OBJECTIVE: Rewrite every line of the records with "innermost" changed to "central" and nothing else altered.

DATA RECORDS:
++++++

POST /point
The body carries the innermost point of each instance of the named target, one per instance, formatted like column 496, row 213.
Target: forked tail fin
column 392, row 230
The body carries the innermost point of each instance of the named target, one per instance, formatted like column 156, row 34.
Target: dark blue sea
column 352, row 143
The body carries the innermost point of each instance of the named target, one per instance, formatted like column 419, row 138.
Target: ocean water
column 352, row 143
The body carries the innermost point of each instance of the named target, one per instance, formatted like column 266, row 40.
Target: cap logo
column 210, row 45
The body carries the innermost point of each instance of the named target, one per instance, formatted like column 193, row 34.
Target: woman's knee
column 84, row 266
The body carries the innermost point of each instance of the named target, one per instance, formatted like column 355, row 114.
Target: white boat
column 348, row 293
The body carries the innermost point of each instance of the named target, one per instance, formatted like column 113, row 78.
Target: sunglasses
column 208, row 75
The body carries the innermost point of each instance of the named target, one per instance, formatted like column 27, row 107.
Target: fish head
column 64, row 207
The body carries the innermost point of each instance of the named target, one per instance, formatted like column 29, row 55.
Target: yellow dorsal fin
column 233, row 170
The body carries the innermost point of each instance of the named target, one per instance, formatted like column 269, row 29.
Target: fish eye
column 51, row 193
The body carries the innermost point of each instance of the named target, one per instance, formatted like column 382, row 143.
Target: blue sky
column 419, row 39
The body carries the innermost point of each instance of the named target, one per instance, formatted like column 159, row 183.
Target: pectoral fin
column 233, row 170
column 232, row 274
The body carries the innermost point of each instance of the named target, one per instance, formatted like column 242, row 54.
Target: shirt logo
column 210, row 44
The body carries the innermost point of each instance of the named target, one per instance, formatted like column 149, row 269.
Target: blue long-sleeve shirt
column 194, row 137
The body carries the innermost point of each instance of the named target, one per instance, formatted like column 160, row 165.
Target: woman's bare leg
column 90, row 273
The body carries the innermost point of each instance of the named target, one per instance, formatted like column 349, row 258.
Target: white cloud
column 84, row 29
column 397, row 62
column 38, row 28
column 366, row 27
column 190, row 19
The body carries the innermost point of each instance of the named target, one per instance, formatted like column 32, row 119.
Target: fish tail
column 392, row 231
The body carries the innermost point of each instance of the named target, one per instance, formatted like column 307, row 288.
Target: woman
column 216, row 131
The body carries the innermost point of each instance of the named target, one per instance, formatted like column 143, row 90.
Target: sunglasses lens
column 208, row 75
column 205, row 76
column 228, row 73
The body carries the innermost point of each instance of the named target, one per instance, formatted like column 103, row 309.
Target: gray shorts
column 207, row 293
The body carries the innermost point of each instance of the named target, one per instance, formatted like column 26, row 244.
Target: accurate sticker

++++++

EXERCISE ANSWER:
POST /point
The body carries the central point of each instance of the named target, one per instance, formatted like column 496, row 213.
Target: forked tail fin
column 392, row 230
The body carries the central point of each instance of the named target, one per instance, formatted like column 156, row 34.
Target: dark blue sea
column 352, row 143
The body carries the central point of each instance of the named target, one per instance, formatted like column 419, row 138.
Target: ocean water
column 352, row 143
The body carries the central point of each instance of the named target, one per instance, formatted like column 266, row 40.
Target: cap logo
column 210, row 45
The body carries the central point of each instance of the named target, one per instance, formatted like column 193, row 34.
Target: woman's knee
column 84, row 266
The body carries the central point of each instance of the named target, one per instance, formatted like column 355, row 114.
Target: white boat
column 348, row 293
The body carries the central point of each instance of the named target, one per instance, formatted like column 113, row 78.
Target: sunglasses
column 208, row 75
The body carries the central point of each instance of the named target, one per instance, formatted like column 27, row 107.
Target: fish head
column 64, row 207
The body carries the central point of each instance of the named target, one per instance, formatted like column 29, row 55.
Target: yellow dorsal fin
column 233, row 170
The body carries the central point of each instance of the named target, one per instance, formatted like column 269, row 29.
Target: fish eye
column 51, row 193
The body carries the central point of each instance of the named target, one per instance, formatted like column 382, row 143.
Target: blue sky
column 419, row 39
The body carries the central point of each instance of the named target, one per instance, formatted like column 159, row 183.
Target: pectoral fin
column 233, row 170
column 232, row 274
The body carries the central point of each instance of the named target, one per instance, formatted like column 242, row 54.
Target: shirt logo
column 210, row 44
The body carries the central point of each instance of the named target, one per instance, formatted like column 149, row 269.
Target: blue long-sleeve shirt
column 194, row 137
The body carries the central point of each instance of the named target, one per instance, formatted like column 160, row 165.
Target: woman's bare leg
column 90, row 273
The body carries the central point of each instance of the named target, one per instance, formatted like column 349, row 258.
Target: white cloud
column 84, row 29
column 397, row 62
column 38, row 28
column 366, row 27
column 190, row 19
The body carries the central point of each instance of the named target, one per instance, formatted like column 32, row 119.
Target: fish tail
column 392, row 231
The body carries the central point of each instance of the named target, one per instance, formatted like column 307, row 288.
Target: woman
column 216, row 131
The body carries the central point of each instance of the named target, one per instance, formatted like column 143, row 90.
Target: sunglasses lens
column 208, row 75
column 205, row 76
column 228, row 73
The body carries the central point of each instance of the named target, one per instance, formatted like column 103, row 309.
Target: gray shorts
column 207, row 293
The body carries the central point of each instance of the named target, one per instance, formatted like column 26, row 244.
Target: accurate sticker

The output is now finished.